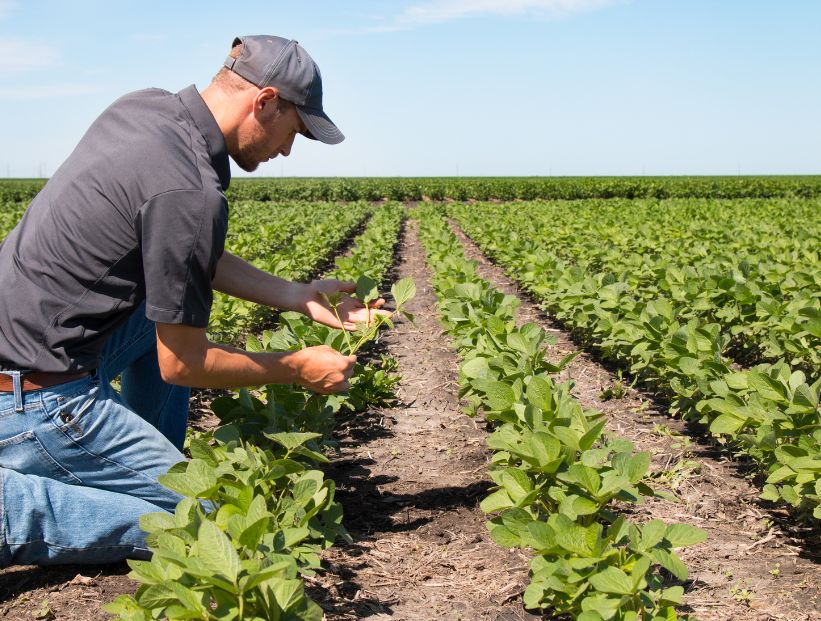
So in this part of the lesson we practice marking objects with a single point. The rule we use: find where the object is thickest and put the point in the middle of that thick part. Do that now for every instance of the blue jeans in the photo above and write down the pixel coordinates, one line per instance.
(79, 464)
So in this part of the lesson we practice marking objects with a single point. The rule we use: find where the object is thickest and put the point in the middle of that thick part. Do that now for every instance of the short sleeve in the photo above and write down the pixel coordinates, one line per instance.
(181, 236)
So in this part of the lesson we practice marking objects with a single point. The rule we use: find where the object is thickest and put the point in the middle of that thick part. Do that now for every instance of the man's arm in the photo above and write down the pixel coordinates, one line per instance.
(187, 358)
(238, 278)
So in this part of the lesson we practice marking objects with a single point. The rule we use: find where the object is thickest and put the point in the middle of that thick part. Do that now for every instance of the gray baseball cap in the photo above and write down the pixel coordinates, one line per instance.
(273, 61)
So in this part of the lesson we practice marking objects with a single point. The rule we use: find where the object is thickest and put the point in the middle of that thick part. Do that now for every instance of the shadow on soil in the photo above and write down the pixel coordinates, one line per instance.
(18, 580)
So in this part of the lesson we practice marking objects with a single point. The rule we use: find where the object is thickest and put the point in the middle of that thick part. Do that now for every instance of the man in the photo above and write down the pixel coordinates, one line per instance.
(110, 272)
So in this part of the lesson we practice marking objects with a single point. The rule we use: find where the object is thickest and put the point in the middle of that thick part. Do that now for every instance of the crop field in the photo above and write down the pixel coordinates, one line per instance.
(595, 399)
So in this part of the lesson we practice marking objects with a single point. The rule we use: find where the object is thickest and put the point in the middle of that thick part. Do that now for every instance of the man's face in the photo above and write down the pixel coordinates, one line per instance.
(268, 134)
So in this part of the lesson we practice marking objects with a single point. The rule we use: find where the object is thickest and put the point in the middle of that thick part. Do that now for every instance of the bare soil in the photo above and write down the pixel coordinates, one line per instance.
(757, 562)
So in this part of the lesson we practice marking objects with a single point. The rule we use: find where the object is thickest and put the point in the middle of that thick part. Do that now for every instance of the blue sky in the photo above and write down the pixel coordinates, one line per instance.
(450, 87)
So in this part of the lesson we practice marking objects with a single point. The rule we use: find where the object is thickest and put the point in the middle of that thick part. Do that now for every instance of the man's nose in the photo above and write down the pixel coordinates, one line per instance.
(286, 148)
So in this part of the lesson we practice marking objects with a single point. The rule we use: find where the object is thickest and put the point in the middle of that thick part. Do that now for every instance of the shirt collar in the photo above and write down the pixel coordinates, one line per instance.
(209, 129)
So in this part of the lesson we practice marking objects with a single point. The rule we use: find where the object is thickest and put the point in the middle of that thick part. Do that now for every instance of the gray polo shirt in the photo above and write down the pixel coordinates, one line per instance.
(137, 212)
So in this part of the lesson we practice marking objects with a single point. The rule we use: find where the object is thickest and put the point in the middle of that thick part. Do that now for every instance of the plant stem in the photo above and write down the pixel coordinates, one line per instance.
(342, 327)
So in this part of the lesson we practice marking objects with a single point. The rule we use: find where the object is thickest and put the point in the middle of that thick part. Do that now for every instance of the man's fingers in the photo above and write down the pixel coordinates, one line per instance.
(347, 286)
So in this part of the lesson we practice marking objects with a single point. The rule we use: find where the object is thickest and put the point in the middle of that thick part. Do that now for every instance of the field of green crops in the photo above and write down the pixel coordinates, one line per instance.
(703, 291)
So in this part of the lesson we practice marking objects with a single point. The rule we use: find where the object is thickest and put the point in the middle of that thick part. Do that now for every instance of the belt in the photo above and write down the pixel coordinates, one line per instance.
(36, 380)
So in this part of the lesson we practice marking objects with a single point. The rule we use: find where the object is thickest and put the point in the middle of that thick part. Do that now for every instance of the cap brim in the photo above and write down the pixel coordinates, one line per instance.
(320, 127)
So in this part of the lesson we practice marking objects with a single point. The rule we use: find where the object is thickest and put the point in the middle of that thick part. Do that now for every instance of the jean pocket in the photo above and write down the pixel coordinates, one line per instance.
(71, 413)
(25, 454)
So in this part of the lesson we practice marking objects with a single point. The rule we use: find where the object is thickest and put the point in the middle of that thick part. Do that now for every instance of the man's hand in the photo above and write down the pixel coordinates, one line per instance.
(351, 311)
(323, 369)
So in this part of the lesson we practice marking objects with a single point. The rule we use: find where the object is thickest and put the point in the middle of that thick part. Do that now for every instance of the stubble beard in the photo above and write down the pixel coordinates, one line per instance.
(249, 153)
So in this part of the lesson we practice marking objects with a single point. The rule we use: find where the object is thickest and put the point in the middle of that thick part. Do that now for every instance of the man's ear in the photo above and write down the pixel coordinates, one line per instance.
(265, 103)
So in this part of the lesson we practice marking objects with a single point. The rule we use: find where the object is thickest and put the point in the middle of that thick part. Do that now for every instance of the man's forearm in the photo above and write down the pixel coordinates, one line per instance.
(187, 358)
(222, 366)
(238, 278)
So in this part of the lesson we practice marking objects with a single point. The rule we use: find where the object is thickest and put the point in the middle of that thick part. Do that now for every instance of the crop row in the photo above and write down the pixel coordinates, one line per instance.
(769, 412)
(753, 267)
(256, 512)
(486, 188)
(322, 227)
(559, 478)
⁂
### Problem details
Transcribe the material as is, with images omitted.

### Reply to the exercise
So in this part of the lesson we practice marking objects with a single point. The rule we use: find where the object is thickest and put the point in the middle of that thick part. Do that now for every instance of the blue jeans in the photo above and write down the pixel coordinates, one line per instance.
(79, 464)
So in this part of the lesson we practice marking objects with a single point. The rule we use: find where the object is thickest and put the point in the middle of that thick part. Do that now for every instance of the short sleeve in the photo above and write down the pixel coordinates, one line per instance.
(181, 236)
So in this part of the lesson we practice marking objects with a single point. The rule we use: find where the object is thickest and put the point in the middle of that thick part. Do that now for every instance of the man's arm in the photo above and write down the pixel coordinates, one line per instance.
(187, 358)
(238, 278)
So in this part of the lesson we practice marking objects with a single point. The rule we use: find where the object is thickest and put the point in the middle of that thick part. Do that now for every instance of the gray baseball cap in the photo above and write down the pixel coordinates, one line per instance.
(273, 61)
So in this part of the lesson we practice marking objects with a single point. The rule we use: find where the object is thickest and put the point in the middle of that thick part. Do that now for every instance of the shadow on soil in the photo above and write down the pixel coordinates, one line per instance.
(18, 580)
So in this part of the lesson we practice marking objects with a single point. The rule we use: find where the object is thickest and put the point in the middle of that thick part. Do that now for every instance of the man in the photo above and write down the pixel coordinates, one line per instance.
(110, 272)
So in this part of the lesson we practice marking objects with a single point. The rule we use: find where the object is thickest and put the point in the middle of that thick part. Do that now for every instance of the crop field in the photo above and write down the pixel coordinates, one line per instance.
(595, 399)
So in this part of the lesson we practice marking objects with a single point. The rule we use: find where the object is thickest and put the point in the middle of that thick part. Do that now for every instance of the man's face in the photo above and write down the pixel coordinates, one line per instance.
(268, 134)
So in this part of the lesson we practice marking objects with a single point. The rule we use: find where the object is thickest and put the point in the middle of that thick part. Do that now for every instance of the bare soil in the photo above and write down the pixel coordinates, one line per instance.
(757, 562)
So in this part of the lesson we practice marking objects with a single point. The rule we use: find where the object is thickest and put the point in the middle of that thick part. Do that now for every instance of the blue sky in the photo above and write down the pixel coordinates, one line per instance.
(450, 87)
So in this part of the lesson we practice marking objects with a single point. The rule we use: find where the object is thickest and put the point in the middle of that thick part. Do that now for every instance of the man's nose in the photo above and write down the pixel coordinates, one line per instance.
(286, 148)
So in this part of the lesson we practice marking objects with a single point. The rule we use: find where the object is thickest and put the point in the middle of that thick part. Do that now for every instance of the shirt collar in the photo above and write down the pixel coordinates, one line per instance.
(209, 129)
So in this part of the lesson we practice marking objects with a single point. The rule we use: find where the object is thickest and put the point in the middle of that thick part. Do that now for every instance of the gray polo shirt in the photo above and write down the pixel coordinates, one line per instance.
(137, 212)
So in this part of the lesson we practice marking objects with a single point. The rule we use: find where the object is thickest and put the point in the middle of that thick part. Do that now for every instance of the plant stem in the photo above and write down the pixel coordinates, one line per instance.
(342, 327)
So in this part of the lesson we practice marking objects with a single point. The rule we use: find where the object is thickest and put the point in the middle of that thick part. Do that now for every instance of the man's fingers in the photo above and write down the pixel coordinates, one line per instance.
(347, 286)
So in this part of the lesson we practice marking objects with a single point. The rule we use: find where the object is thickest and put the point in the middle of that thick part. Do that now for every instance of the field of green crops in the photo above and write down the pixel coordinates, one line per instance.
(703, 291)
So in this part of the lesson we practice marking objects with a single point. The rule we use: find where the object is thickest and put the point in the middle of that thick part. Do that now for every instance of the belt in the photo above and write down the pixel coordinates, one line per instance.
(36, 380)
So in this part of the lesson we practice marking objects with a single point. The rule we use: find where the object is thickest and put the point in the middle of that thick part. Do that now for every instance of the cap brim in the photo above and write down the pixel coordinates, one line per instance.
(320, 127)
So in this part of the lesson we practice marking objects with a single point. The rule we use: find where the object is thickest and put the point in the middle of that thick part. Do that now for every instance of the jean pocket in the photo above and write down the pixel coordinates, one line per instance.
(71, 413)
(25, 454)
So in this part of the lesson we practice marking objects with a single point. The rule we use: find where the object is thickest and put the point in the middle of that thick part. Do that now for every instance of the man's hand in the photo above and write down the pixel coordinates, one line per instance.
(351, 311)
(323, 369)
So in this part of the lesson we practice marking objects with a single point. The rule we use: find where the object is thickest and put the point in the middle of that thick part. Do that now for every instance of the stubble beard in the photo above and write down the pixel coordinates, one line per instance.
(249, 153)
So in this part of the lesson we practice marking objects with a single point. The rule we use: find where the object is thickest and put the point in the middle of that thick part. Do that now for every instance of the man's ear in the photo above and write down the pixel coordinates, one line per instance.
(265, 103)
So in this part of the lesson we practice marking objects with a single point. The rule we use: find where the object is thickest and put the point in the middle of that thick part. Do that now for every instance of the man's forearm in the photo above and write down the pixel coordinates, one line per instance.
(187, 358)
(222, 366)
(238, 278)
So in this part of the lesson we practice marking objects with a single point. The rule we use: find where the object is thickest and put the point in the middle of that thick part. Do that now for every instance of the crop row in the photo above and write down the pixel coordinates, one line per instance.
(769, 412)
(753, 267)
(256, 512)
(486, 188)
(322, 227)
(559, 478)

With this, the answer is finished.